(Image-grounded pointing data)
-- Opening Marker --

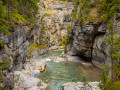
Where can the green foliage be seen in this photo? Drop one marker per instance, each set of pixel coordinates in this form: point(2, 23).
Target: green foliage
point(4, 64)
point(1, 44)
point(108, 8)
point(82, 14)
point(17, 11)
point(67, 0)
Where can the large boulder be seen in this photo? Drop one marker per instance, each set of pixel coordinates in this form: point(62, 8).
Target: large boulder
point(25, 82)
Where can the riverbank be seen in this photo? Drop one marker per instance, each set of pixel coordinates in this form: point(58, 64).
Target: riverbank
point(26, 77)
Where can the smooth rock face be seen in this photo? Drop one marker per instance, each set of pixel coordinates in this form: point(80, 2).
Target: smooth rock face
point(99, 48)
point(87, 41)
point(25, 82)
point(35, 64)
point(81, 86)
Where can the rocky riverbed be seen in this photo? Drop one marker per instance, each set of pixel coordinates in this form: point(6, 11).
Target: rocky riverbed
point(25, 79)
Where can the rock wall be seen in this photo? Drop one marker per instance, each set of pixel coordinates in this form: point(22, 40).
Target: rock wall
point(15, 50)
point(88, 40)
point(56, 15)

-- Closing Marker --

Problem to solve:
What is needed is an exact repeat of every entry above, with the pictures left out.

Response for this exercise:
Where can the green foliage be seen in this photo? Drop one marker per instance, each set of pixel coordinates in this form: point(2, 23).
Target: green foliage
point(4, 64)
point(1, 44)
point(108, 8)
point(82, 14)
point(17, 11)
point(67, 0)
Where can the large boulder be seen in this photo? Drop one marker per instance, each set of pixel coordinates in this form: point(62, 8).
Target: large boulder
point(25, 82)
Where can the riverbank be seen in this photo? Drop one marker per instance, each set of pixel coordinates in this form: point(58, 64).
Target: riverbank
point(26, 77)
Where can the smooth rock face be seen in this photo? Drop one marker per instance, each set of pixel coordinates in this form: point(80, 2).
Target: smooth rock face
point(99, 48)
point(87, 41)
point(25, 82)
point(35, 64)
point(81, 86)
Where can the rocky riverbed be seen in this photo? Drop one marker per instance, each set of pixel coordinates in this form: point(6, 11).
Target: rocky riverbed
point(25, 79)
Where can the rock wall be seen in this photo? Drop one marker per instance, each set of pixel coordinates in this form: point(22, 40).
Target: rock wall
point(15, 50)
point(88, 40)
point(56, 15)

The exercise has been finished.